#### Entries provided:
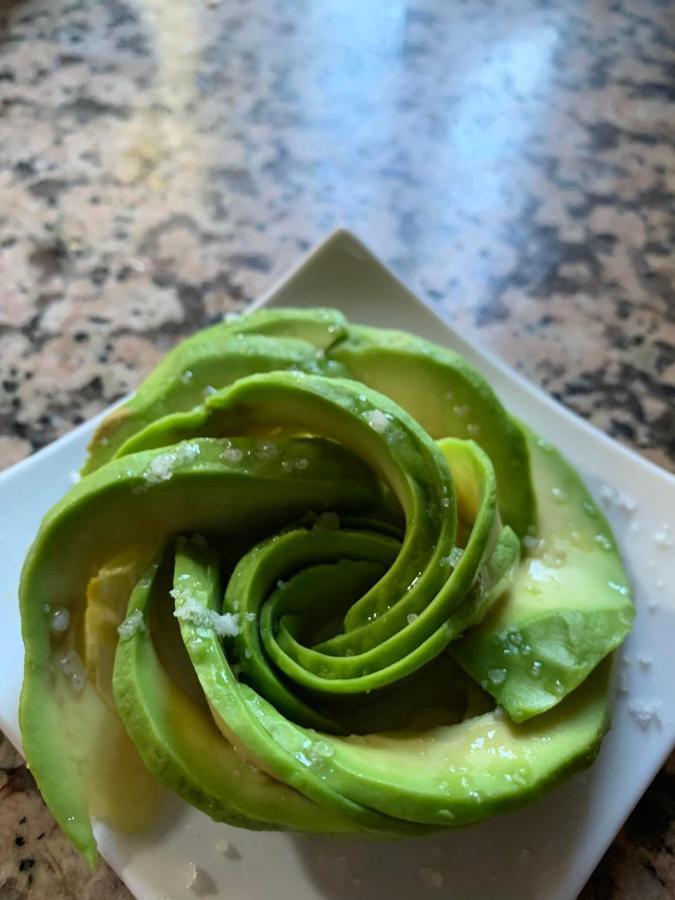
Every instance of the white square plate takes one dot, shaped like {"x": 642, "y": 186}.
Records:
{"x": 547, "y": 850}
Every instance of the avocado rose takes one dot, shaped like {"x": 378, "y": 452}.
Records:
{"x": 315, "y": 577}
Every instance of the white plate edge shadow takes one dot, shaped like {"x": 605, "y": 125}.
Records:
{"x": 579, "y": 439}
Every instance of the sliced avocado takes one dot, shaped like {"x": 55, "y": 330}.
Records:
{"x": 398, "y": 781}
{"x": 182, "y": 747}
{"x": 448, "y": 398}
{"x": 354, "y": 587}
{"x": 215, "y": 357}
{"x": 204, "y": 485}
{"x": 415, "y": 609}
{"x": 568, "y": 607}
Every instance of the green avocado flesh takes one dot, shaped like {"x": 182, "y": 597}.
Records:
{"x": 316, "y": 578}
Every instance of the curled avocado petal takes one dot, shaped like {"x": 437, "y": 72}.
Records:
{"x": 569, "y": 604}
{"x": 316, "y": 578}
{"x": 260, "y": 342}
{"x": 448, "y": 398}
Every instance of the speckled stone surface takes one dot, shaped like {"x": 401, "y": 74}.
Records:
{"x": 163, "y": 162}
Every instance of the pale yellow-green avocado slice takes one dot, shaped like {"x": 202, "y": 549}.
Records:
{"x": 127, "y": 503}
{"x": 568, "y": 607}
{"x": 539, "y": 650}
{"x": 443, "y": 776}
{"x": 448, "y": 398}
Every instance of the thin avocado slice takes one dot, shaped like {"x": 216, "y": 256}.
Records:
{"x": 317, "y": 578}
{"x": 217, "y": 356}
{"x": 395, "y": 627}
{"x": 448, "y": 398}
{"x": 569, "y": 604}
{"x": 205, "y": 485}
{"x": 478, "y": 767}
{"x": 181, "y": 745}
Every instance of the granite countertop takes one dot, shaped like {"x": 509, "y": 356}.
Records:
{"x": 163, "y": 162}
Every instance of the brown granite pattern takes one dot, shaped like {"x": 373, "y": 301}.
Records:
{"x": 162, "y": 162}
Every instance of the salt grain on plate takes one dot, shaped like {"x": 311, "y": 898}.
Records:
{"x": 645, "y": 712}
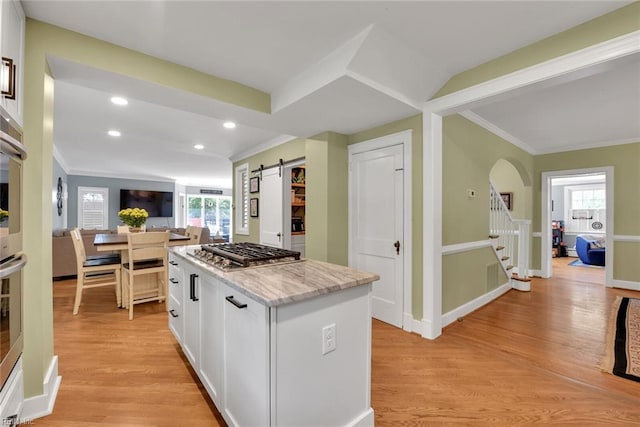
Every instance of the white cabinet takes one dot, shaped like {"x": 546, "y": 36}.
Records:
{"x": 246, "y": 360}
{"x": 298, "y": 244}
{"x": 268, "y": 366}
{"x": 176, "y": 285}
{"x": 211, "y": 338}
{"x": 12, "y": 49}
{"x": 191, "y": 303}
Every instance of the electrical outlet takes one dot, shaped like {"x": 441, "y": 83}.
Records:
{"x": 329, "y": 338}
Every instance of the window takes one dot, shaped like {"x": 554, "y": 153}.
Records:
{"x": 93, "y": 208}
{"x": 588, "y": 199}
{"x": 213, "y": 212}
{"x": 585, "y": 208}
{"x": 242, "y": 199}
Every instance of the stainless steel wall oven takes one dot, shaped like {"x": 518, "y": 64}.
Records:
{"x": 12, "y": 260}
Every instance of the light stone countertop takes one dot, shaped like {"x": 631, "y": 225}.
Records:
{"x": 281, "y": 284}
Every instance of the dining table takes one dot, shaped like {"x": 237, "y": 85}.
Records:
{"x": 119, "y": 242}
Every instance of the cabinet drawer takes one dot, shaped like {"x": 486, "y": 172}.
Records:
{"x": 175, "y": 286}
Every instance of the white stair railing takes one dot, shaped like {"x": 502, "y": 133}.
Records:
{"x": 502, "y": 230}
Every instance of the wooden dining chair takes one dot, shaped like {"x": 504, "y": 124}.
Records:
{"x": 94, "y": 271}
{"x": 146, "y": 255}
{"x": 195, "y": 233}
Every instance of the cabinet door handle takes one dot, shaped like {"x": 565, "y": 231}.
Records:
{"x": 10, "y": 93}
{"x": 234, "y": 302}
{"x": 194, "y": 298}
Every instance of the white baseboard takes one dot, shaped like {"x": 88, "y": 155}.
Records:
{"x": 409, "y": 324}
{"x": 428, "y": 331}
{"x": 519, "y": 285}
{"x": 364, "y": 420}
{"x": 467, "y": 308}
{"x": 42, "y": 405}
{"x": 626, "y": 284}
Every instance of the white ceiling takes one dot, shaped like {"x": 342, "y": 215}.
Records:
{"x": 340, "y": 66}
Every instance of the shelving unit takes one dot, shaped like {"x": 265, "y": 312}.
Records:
{"x": 298, "y": 208}
{"x": 298, "y": 200}
{"x": 557, "y": 238}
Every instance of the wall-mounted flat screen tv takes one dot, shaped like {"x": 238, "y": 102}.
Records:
{"x": 156, "y": 203}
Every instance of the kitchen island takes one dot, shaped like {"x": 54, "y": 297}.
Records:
{"x": 287, "y": 344}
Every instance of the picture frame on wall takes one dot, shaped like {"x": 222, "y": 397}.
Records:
{"x": 253, "y": 208}
{"x": 254, "y": 185}
{"x": 507, "y": 198}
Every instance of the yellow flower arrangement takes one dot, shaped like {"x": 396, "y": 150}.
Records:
{"x": 133, "y": 217}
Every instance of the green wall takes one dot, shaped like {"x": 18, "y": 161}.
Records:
{"x": 42, "y": 41}
{"x": 625, "y": 160}
{"x": 327, "y": 198}
{"x": 415, "y": 124}
{"x": 37, "y": 224}
{"x": 461, "y": 285}
{"x": 606, "y": 27}
{"x": 469, "y": 152}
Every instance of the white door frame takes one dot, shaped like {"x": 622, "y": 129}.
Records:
{"x": 561, "y": 69}
{"x": 403, "y": 138}
{"x": 545, "y": 245}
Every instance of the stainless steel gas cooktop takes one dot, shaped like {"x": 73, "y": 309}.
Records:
{"x": 228, "y": 256}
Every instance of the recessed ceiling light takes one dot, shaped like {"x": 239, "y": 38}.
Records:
{"x": 118, "y": 100}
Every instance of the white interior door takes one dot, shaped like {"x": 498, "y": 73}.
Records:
{"x": 376, "y": 186}
{"x": 271, "y": 205}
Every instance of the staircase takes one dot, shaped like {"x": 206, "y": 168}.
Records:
{"x": 510, "y": 240}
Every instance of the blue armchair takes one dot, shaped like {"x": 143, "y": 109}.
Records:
{"x": 590, "y": 249}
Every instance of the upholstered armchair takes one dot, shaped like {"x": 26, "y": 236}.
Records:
{"x": 591, "y": 249}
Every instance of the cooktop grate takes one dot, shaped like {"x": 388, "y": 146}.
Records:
{"x": 247, "y": 253}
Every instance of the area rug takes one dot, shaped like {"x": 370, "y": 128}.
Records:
{"x": 622, "y": 345}
{"x": 578, "y": 263}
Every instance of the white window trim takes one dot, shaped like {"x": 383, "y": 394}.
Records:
{"x": 241, "y": 200}
{"x": 575, "y": 226}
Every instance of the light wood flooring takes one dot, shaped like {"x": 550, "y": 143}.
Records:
{"x": 526, "y": 358}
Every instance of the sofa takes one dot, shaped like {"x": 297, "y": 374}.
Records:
{"x": 591, "y": 249}
{"x": 64, "y": 256}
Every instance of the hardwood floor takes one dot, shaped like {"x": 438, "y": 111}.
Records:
{"x": 526, "y": 358}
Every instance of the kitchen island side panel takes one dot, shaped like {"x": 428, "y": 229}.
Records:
{"x": 332, "y": 389}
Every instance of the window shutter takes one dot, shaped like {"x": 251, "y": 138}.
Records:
{"x": 93, "y": 208}
{"x": 242, "y": 199}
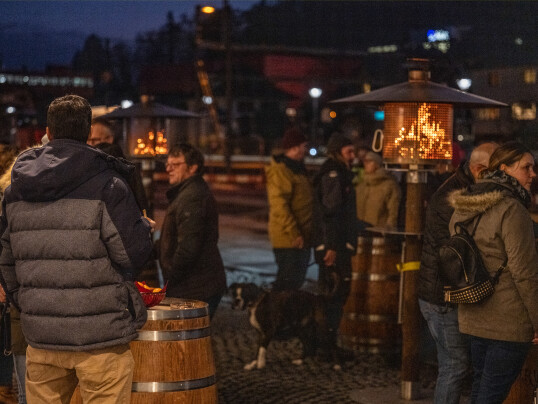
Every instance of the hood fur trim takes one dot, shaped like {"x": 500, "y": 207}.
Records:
{"x": 5, "y": 179}
{"x": 463, "y": 202}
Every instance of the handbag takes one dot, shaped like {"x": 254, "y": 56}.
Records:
{"x": 465, "y": 277}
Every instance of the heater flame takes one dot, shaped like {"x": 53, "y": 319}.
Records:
{"x": 152, "y": 145}
{"x": 424, "y": 139}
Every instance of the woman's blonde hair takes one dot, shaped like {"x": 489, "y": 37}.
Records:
{"x": 507, "y": 154}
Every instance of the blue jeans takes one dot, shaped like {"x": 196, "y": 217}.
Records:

#### Task prompt:
Exact repeats of the lines from the first one in the data through the line containing "Every instance of the thin" make up the answer. Pictures do not.

#### Response for this exercise:
Every instance of the white square plate takes one dot, shaped like {"x": 642, "y": 186}.
Records:
{"x": 547, "y": 850}
Every instance of the avocado rose takes one dot, shaped like {"x": 378, "y": 452}.
Records:
{"x": 315, "y": 577}
Every instance of the white plate edge shadow takes one dot, shaped like {"x": 605, "y": 125}.
Records:
{"x": 579, "y": 439}
Every instance of the sliced avocado takes one dot, shaped like {"x": 55, "y": 330}.
Records:
{"x": 398, "y": 781}
{"x": 182, "y": 747}
{"x": 448, "y": 398}
{"x": 354, "y": 587}
{"x": 215, "y": 357}
{"x": 204, "y": 485}
{"x": 415, "y": 609}
{"x": 568, "y": 607}
Every instance of the green avocado flesh takes one dot, shaped like {"x": 182, "y": 597}.
Records:
{"x": 316, "y": 578}
Every instance of the curled avocado petal takes one dot, shaped like {"x": 437, "y": 72}.
Records:
{"x": 569, "y": 604}
{"x": 316, "y": 578}
{"x": 260, "y": 342}
{"x": 448, "y": 398}
Every instance of the speckled stone surface takes one dot, shaped like {"x": 401, "y": 74}.
Records:
{"x": 163, "y": 162}
Every instance of the pale yellow-green avocado slice takes one dot, shaped like {"x": 202, "y": 549}.
Records:
{"x": 127, "y": 503}
{"x": 568, "y": 607}
{"x": 539, "y": 650}
{"x": 443, "y": 776}
{"x": 448, "y": 398}
Every instance of the thin avocado slice takes one dot, shaped like {"x": 216, "y": 256}.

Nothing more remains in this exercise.